### REQUIREMENT:
With the pictures left out, output the records below exactly.

### RECORDS TO PROCESS:
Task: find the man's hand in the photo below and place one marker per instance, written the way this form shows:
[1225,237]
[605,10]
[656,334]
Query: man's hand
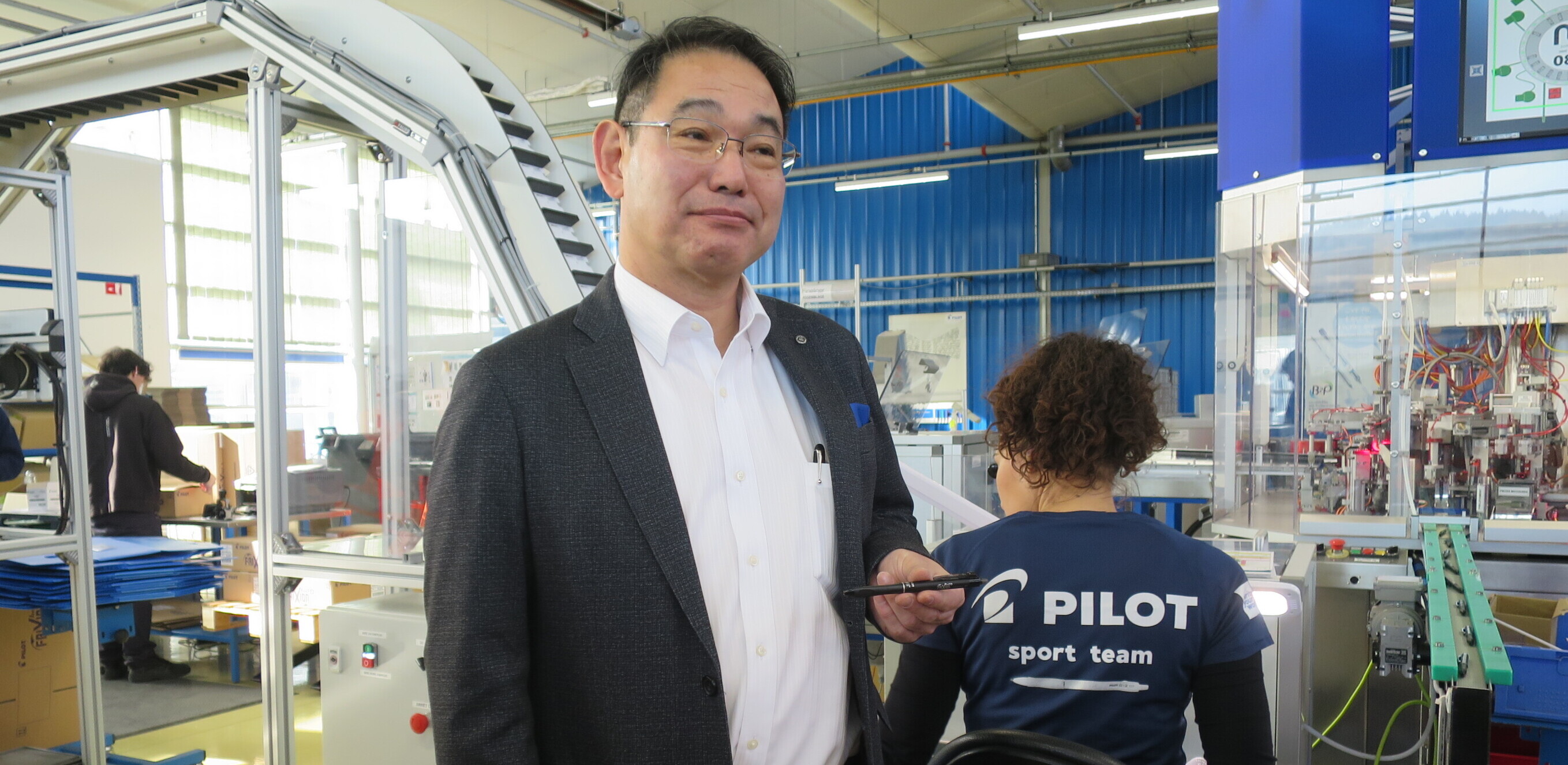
[910,617]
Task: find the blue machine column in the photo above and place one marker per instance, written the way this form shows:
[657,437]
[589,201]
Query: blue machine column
[1304,85]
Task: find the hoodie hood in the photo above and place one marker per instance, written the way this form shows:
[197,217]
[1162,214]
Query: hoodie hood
[107,391]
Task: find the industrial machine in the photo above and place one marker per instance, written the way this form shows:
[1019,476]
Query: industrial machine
[375,706]
[1388,353]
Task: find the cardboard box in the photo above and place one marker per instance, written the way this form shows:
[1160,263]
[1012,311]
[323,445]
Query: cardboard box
[184,501]
[231,452]
[42,474]
[314,593]
[241,552]
[219,617]
[239,587]
[1543,618]
[184,405]
[30,661]
[35,424]
[176,612]
[46,720]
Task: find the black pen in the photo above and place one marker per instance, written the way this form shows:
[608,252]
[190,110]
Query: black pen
[946,582]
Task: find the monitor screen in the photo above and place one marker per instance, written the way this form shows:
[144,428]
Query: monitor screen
[1514,76]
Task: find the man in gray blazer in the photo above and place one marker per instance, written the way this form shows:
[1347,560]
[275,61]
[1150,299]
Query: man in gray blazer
[643,510]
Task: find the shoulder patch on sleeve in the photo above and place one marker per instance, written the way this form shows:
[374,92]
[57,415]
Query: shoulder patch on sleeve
[1249,602]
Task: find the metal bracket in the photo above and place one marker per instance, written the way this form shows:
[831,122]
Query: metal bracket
[265,71]
[287,545]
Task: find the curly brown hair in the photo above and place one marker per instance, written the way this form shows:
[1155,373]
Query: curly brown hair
[1077,410]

### ANSWER BELOW:
Task: find the man's hand in the photo below and place one marker per instance, written the way this form shows:
[1225,237]
[605,10]
[656,334]
Query: man's hand
[910,617]
Task: find the blue machine column in the photo above and place one marker per instance, written the way this form shows:
[657,437]
[589,201]
Query: blue machine column
[1304,85]
Task: find the hoodie hood in the photo above and place one marker per instance, written the way this form shows:
[197,217]
[1162,214]
Query: hoodie hood
[107,391]
Task: find the industrial machine in the photo above and place one marker per instance, written the way this form shows:
[1019,476]
Query: industrial machine
[375,706]
[1388,353]
Task: find the cardboard box in the photo above and place one marker per instance, written the way this form shows:
[1160,263]
[1012,311]
[323,445]
Query: cardboard box
[184,501]
[231,452]
[42,474]
[314,593]
[241,552]
[219,617]
[239,587]
[1543,618]
[184,405]
[30,661]
[35,424]
[176,612]
[46,720]
Task: find the black pen in the photo above and place one marker per instance, written the way this form shows:
[608,252]
[190,110]
Query: black pen
[946,582]
Task: find the monitor screen in the photo above and place one marker per instance, written the way this form shows:
[144,428]
Query: monitor screen
[1514,76]
Task: find the man in gray blazer in the photo above and place one marker per instance, written the way this form shows:
[1347,560]
[275,61]
[1150,299]
Query: man in gray blazer
[643,510]
Task: find the shoulder patch on sleeve in the photo above and place one marker per instance, written the way this form shows:
[374,92]
[57,415]
Query: shoulder patch on sleeve
[1249,602]
Task: find the metal bracket in the photo above and place one marker per instance, written the way this form shows:
[831,122]
Query: metal bracket
[265,71]
[287,545]
Task: find the curly brown hair in the photo above and place one marker per instance, written the way this form shows:
[1155,373]
Query: curly brown hair
[1077,410]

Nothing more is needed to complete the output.